> Assigned task: Copy exactly the stretch of data below from the line with "Tag every instance of the grass" through the line with "In the photo", including both of those lines.

> Source material:
____________________
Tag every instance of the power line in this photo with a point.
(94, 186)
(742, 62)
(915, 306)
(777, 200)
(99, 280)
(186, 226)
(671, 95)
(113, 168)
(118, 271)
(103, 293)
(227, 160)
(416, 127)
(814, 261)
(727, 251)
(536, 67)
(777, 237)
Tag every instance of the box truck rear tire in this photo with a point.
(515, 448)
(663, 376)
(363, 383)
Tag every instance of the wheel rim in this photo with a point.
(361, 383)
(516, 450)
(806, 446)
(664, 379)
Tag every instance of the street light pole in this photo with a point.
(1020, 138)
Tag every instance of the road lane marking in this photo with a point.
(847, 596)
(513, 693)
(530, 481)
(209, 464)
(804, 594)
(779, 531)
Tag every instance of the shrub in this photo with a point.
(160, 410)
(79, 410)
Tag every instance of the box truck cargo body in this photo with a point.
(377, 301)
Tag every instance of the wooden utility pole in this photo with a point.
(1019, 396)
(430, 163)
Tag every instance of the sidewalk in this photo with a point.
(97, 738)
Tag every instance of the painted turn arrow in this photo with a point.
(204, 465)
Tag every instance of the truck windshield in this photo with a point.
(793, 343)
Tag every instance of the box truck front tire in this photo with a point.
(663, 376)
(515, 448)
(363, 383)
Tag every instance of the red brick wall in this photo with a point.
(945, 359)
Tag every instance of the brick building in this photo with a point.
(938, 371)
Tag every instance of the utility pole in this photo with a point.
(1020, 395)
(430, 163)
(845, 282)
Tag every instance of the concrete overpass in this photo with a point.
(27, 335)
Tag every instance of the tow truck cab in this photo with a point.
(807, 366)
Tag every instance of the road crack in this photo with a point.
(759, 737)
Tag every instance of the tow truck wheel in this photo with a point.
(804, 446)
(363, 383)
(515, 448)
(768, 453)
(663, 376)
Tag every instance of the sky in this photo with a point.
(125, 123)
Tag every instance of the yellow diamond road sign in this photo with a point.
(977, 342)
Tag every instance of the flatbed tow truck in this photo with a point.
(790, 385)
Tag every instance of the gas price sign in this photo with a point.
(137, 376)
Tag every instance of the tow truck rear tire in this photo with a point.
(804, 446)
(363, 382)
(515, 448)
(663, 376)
____________________
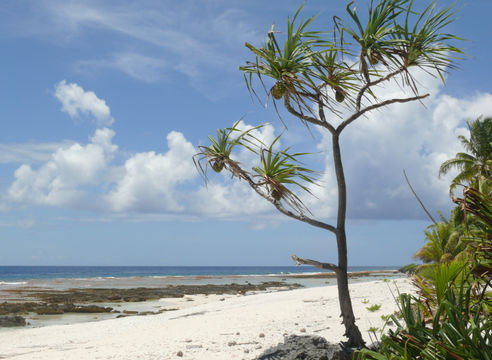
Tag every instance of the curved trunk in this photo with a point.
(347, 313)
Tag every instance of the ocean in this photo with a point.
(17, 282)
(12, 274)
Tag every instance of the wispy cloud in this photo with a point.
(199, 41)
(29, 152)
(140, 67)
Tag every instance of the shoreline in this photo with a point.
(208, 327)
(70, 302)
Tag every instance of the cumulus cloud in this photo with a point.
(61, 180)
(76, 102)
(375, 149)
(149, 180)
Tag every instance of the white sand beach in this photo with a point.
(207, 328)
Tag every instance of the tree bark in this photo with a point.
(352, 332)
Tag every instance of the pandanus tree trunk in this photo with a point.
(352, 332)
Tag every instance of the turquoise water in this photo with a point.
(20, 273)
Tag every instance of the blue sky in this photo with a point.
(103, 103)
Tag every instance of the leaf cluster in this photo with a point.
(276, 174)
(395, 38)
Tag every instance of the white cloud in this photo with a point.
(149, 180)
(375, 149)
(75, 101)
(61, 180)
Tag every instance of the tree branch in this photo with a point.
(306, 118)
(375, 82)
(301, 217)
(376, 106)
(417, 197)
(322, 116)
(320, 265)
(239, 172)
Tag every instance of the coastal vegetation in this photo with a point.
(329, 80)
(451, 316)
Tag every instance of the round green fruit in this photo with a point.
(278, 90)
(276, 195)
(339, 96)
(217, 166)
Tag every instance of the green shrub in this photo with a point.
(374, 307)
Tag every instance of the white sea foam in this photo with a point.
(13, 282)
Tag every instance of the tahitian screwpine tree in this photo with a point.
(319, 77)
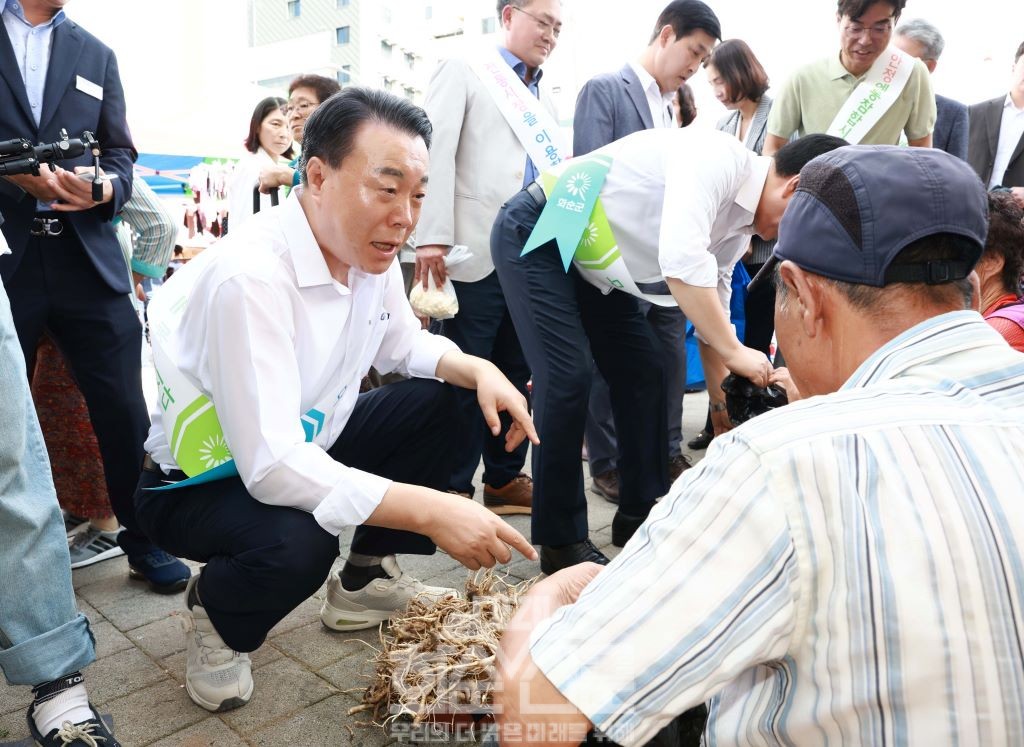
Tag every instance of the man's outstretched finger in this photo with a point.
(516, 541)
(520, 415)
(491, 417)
____________________
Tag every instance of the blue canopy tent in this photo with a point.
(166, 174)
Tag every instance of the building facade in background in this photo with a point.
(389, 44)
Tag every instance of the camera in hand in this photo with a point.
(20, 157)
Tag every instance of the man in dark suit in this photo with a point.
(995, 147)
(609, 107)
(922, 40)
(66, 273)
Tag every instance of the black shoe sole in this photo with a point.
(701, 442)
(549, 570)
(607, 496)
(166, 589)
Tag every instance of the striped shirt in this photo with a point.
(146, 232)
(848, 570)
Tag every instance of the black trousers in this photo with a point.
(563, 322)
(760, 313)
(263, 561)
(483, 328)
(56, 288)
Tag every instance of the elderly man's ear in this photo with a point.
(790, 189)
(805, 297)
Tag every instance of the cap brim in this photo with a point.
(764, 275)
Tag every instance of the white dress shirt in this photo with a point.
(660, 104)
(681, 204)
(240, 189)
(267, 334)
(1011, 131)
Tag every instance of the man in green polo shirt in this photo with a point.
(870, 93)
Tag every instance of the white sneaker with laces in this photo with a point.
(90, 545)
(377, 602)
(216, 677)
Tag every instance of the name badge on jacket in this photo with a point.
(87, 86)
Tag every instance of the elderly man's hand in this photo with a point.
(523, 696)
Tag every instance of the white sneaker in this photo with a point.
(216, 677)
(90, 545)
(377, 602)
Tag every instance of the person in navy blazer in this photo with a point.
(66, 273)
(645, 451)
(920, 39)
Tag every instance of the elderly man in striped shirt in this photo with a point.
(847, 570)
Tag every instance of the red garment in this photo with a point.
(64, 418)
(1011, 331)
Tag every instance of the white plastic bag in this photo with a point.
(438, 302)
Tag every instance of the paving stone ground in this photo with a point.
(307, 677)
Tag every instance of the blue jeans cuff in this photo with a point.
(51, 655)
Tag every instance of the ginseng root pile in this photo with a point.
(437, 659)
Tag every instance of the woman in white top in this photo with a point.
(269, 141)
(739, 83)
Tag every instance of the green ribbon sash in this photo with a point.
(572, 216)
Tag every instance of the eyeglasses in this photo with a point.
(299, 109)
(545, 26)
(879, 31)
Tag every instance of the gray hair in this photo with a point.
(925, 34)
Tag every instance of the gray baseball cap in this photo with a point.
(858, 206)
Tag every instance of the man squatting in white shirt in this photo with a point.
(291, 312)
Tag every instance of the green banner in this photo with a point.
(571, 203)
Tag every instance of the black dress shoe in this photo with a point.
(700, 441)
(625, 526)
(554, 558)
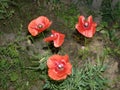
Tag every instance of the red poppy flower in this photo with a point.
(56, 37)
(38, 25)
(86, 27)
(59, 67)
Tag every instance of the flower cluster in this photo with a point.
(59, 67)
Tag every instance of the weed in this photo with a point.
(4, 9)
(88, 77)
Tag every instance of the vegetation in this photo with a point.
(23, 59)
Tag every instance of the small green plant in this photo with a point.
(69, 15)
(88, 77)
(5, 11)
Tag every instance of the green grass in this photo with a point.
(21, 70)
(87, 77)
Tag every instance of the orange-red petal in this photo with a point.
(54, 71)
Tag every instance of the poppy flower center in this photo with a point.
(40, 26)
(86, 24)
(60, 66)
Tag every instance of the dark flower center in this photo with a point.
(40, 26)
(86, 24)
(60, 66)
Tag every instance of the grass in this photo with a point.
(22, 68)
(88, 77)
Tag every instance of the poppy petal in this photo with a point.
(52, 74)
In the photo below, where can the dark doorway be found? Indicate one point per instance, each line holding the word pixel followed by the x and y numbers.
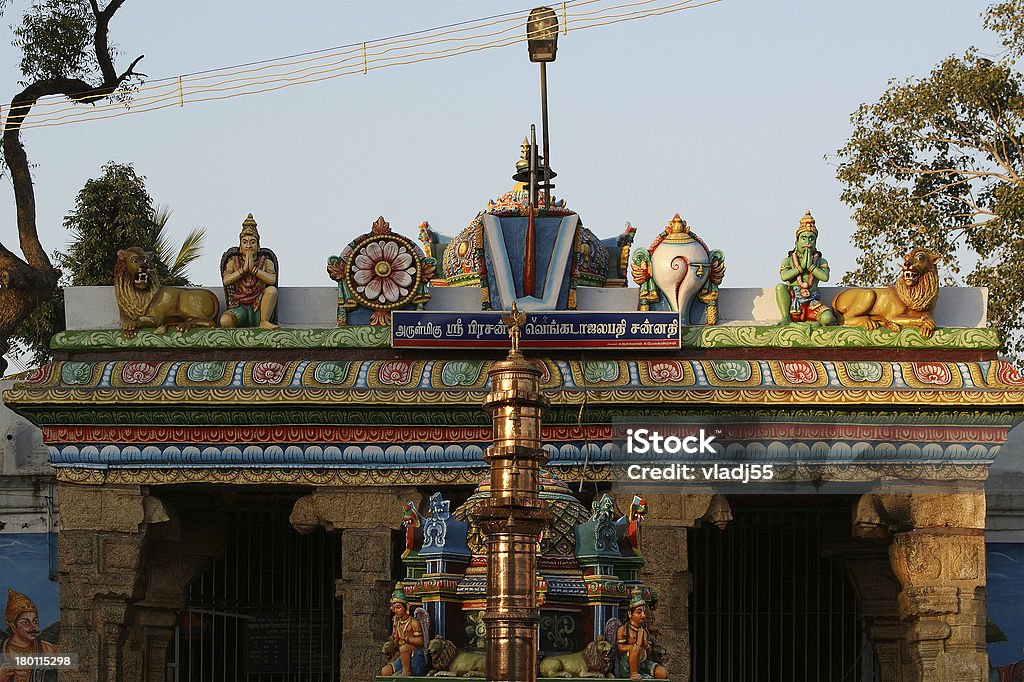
____________________
> Worked solution:
Tag every instance of the grass in this photo with a point.
(22, 68)
(88, 77)
Tag every instance of the poppy petal in this photo with a point.
(52, 74)
In the photo below, where can the dark doorway be found? Indicate one point per instance, each line holding the word pixel followed by the x and y numbers.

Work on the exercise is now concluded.